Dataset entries

■ ■ ■ ■ ■ ■ ■

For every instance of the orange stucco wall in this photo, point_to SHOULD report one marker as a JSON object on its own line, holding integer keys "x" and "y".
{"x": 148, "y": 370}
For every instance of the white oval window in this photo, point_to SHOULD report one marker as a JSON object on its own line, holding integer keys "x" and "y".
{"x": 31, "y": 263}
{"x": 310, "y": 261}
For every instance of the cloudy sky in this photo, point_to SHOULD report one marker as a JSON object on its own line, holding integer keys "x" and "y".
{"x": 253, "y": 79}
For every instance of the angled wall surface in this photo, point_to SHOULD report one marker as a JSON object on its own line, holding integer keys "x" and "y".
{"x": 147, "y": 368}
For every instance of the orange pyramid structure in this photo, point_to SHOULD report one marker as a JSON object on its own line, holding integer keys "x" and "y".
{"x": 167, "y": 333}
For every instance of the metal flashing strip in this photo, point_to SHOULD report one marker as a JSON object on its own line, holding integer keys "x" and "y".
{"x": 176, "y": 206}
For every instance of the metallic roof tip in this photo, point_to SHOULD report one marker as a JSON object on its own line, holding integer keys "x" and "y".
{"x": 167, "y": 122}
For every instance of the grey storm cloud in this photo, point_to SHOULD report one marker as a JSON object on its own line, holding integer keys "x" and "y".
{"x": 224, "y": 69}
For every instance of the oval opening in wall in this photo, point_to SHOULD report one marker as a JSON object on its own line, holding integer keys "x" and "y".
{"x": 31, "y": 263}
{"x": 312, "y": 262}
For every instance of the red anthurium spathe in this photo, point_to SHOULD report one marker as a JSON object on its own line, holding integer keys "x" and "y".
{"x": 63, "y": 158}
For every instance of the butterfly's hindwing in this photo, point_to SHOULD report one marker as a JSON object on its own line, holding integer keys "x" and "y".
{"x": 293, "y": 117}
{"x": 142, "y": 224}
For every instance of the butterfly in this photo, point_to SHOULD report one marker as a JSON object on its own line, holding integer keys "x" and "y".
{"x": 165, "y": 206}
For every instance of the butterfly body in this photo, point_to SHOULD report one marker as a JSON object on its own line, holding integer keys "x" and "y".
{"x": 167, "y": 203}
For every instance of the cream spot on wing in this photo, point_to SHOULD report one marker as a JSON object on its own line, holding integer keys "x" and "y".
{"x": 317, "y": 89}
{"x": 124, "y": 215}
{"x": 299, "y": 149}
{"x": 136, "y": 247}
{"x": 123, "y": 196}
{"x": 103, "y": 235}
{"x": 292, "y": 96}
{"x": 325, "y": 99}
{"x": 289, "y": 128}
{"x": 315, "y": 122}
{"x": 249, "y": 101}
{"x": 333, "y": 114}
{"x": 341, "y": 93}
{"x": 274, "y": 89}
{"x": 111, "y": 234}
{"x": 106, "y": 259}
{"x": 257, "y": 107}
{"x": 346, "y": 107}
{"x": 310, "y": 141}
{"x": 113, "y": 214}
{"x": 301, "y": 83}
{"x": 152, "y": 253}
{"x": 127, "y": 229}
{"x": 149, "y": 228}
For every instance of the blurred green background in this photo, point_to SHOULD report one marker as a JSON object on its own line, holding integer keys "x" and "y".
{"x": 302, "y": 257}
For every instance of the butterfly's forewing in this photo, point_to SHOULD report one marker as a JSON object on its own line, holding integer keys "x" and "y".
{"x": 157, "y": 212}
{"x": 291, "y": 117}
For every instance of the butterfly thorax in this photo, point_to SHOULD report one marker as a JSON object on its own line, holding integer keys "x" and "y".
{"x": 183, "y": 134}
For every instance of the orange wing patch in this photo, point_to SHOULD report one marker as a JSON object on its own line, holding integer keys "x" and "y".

■ ■ ■ ■ ■ ■ ■

WHAT TO WORK ON = Line by line, copy the data above exactly as it reads.

REPLY =
For every instance of the orange stucco wall in this photo, point_to SHOULD report one marker as a JSON object on its own line, holding integer keys "x" and "y".
{"x": 148, "y": 370}
For every instance of the white oval window in this photo, point_to SHOULD report one marker as a JSON object on its own line, holding integer keys "x" and "y".
{"x": 31, "y": 263}
{"x": 310, "y": 261}
For every instance of the cloudy sky in this photo, point_to SHOULD report one marker as a JSON object on its own line, holding integer keys "x" and "y".
{"x": 253, "y": 79}
For every instance of the angled wall surface in this photo, point_to SHOULD report one marker as a JSON object on its own line, holding integer keys "x" and "y".
{"x": 147, "y": 368}
For every instance of the orange pyramid structure in this photo, point_to SHOULD report one marker as a JSON object on its own line, holding integer keys "x" and "y".
{"x": 167, "y": 333}
For every instance of the metal flashing strip in this photo, point_to SHOULD report one marker as a JSON object on its own line, holding integer keys "x" and "y".
{"x": 176, "y": 206}
For every instance of the metallic roof tip in this photo, point_to SHOULD report one marker as a JSON object on its own line, holding integer keys "x" and "y".
{"x": 167, "y": 122}
For every instance of the grey storm cloud in this photo, point_to SHOULD report one marker as a JSON object on its own line, holding integer keys "x" and "y".
{"x": 224, "y": 69}
For every instance of the oval opening in wall in this photo, point_to SHOULD report one marker as a JSON object on its own line, holding integer keys "x" and "y".
{"x": 31, "y": 263}
{"x": 312, "y": 262}
For every instance of the red anthurium spathe in this photo, point_to SHOULD report one marker as a JSON object on its own line, holding integer keys "x" and "y".
{"x": 63, "y": 158}
For every instance of the butterfly's hindwing in this photo, point_to SHOULD report one marker as a JSON object on its own line, holding integer keys "x" and "y".
{"x": 293, "y": 117}
{"x": 142, "y": 224}
For every instance of the butterfly in this photo, point_to SHOULD report one marker as a JSON object on its own line, holding integer keys "x" and "y".
{"x": 165, "y": 206}
For every instance of the butterfly body in this photo, point_to SHOULD report one marker as a JSON object on its own line, holding integer keys "x" and "y".
{"x": 167, "y": 203}
For every instance of the cream spot on wing in this photo, point_to SHOULD report one marker as a JSON object on its own line, holding integer keys "x" and "y".
{"x": 317, "y": 89}
{"x": 124, "y": 215}
{"x": 299, "y": 149}
{"x": 136, "y": 247}
{"x": 123, "y": 196}
{"x": 103, "y": 235}
{"x": 292, "y": 96}
{"x": 325, "y": 99}
{"x": 289, "y": 128}
{"x": 315, "y": 122}
{"x": 249, "y": 101}
{"x": 333, "y": 114}
{"x": 341, "y": 93}
{"x": 274, "y": 89}
{"x": 111, "y": 234}
{"x": 106, "y": 259}
{"x": 257, "y": 107}
{"x": 346, "y": 107}
{"x": 310, "y": 141}
{"x": 113, "y": 214}
{"x": 301, "y": 83}
{"x": 152, "y": 253}
{"x": 127, "y": 229}
{"x": 149, "y": 228}
For every instance of the blurred green background in this photo, point_to SHOULD report one marker as a JSON object on its own line, holding integer keys "x" and "y".
{"x": 302, "y": 257}
For every instance of the butterfly's forewing in this photo, point_to SHOULD report one marker as a JSON object on its own line, holding integer keys "x" and "y".
{"x": 157, "y": 212}
{"x": 291, "y": 117}
For every instance of the butterfly thorax in this photo, point_to SHOULD report one marker as a JSON object on its own line, holding integer keys "x" and "y".
{"x": 183, "y": 134}
For every instance of the orange wing patch in this photo, point_to SHOULD report one marker as a JSON object on its own line, holding integer keys "x" and "y".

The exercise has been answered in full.